## Stated problem:
Lay out the items below as a numbered list, leaving out the blank lines.

=====

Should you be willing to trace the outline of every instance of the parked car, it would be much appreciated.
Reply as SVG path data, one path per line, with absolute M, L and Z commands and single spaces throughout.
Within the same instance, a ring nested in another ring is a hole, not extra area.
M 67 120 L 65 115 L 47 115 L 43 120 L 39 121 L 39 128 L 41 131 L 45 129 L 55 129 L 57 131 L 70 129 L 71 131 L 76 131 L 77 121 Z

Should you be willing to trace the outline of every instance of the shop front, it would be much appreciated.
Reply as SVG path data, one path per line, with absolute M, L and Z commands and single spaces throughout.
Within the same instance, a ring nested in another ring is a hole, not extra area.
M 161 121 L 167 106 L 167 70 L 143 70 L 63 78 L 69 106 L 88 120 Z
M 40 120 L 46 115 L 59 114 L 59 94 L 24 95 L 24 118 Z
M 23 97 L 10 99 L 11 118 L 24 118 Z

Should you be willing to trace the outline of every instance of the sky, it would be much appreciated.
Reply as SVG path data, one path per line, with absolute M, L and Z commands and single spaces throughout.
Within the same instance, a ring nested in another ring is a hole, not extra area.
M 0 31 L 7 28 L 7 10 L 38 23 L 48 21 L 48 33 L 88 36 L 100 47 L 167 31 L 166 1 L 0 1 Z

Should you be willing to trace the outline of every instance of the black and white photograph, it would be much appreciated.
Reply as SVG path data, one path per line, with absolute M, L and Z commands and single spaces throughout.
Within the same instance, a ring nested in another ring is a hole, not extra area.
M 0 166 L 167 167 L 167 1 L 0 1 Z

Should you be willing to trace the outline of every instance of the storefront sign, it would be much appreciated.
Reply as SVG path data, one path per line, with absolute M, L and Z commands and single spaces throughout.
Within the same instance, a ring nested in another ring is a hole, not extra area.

=====

## Complete answer:
1. Should you be willing to trace the outline of every instance of the parked car, it would be much appreciated.
2. Reply as SVG path data, one path per line, with absolute M, L and Z commands and single spaces throughout.
3. Within the same instance, a ring nested in another ring is a hole, not extra area.
4. M 67 120 L 65 115 L 47 115 L 43 120 L 39 121 L 39 128 L 41 131 L 45 129 L 55 129 L 57 131 L 70 129 L 71 131 L 76 131 L 77 121 Z
5. Should you be willing to trace the outline of every instance of the shop front, it would be much appreciated.
6. Reply as SVG path data, one path per line, with absolute M, L and Z commands and single spaces throughout.
7. Within the same instance, a ring nested in another ring is a hole, not extra area.
8. M 161 121 L 167 106 L 167 70 L 143 70 L 63 78 L 69 106 L 88 120 Z
9. M 40 120 L 46 115 L 59 114 L 59 94 L 24 95 L 24 118 Z
10. M 23 97 L 10 99 L 11 118 L 24 118 Z
11. Should you be willing to trace the outline of every instance of the sky, it would be much appreciated.
12. Reply as SVG path data, one path per line, with absolute M, L and Z commands and single spaces throughout.
13. Within the same instance, a ring nested in another ring is a hole, not extra area.
14. M 0 31 L 7 28 L 7 10 L 38 23 L 48 21 L 48 33 L 88 36 L 100 47 L 167 31 L 166 1 L 0 1 Z
15. Should you be willing to trace the outline of every instance of the black and white photograph, it would be much appreciated.
16. Reply as SVG path data, one path per line, with absolute M, L and Z commands and single spaces throughout.
17. Within the same instance, a ring nested in another ring is a hole, not extra area.
18. M 0 166 L 167 167 L 167 1 L 0 1 Z
19. Should you be willing to trace the outline of every instance of the storefront sign, it would be much appreciated.
20. Reply as SVG path data, one path per line, with absolute M, L and Z commands and single spaces throughout.
21. Within the same instance, a ring nested in another ring is a hole, not extra area.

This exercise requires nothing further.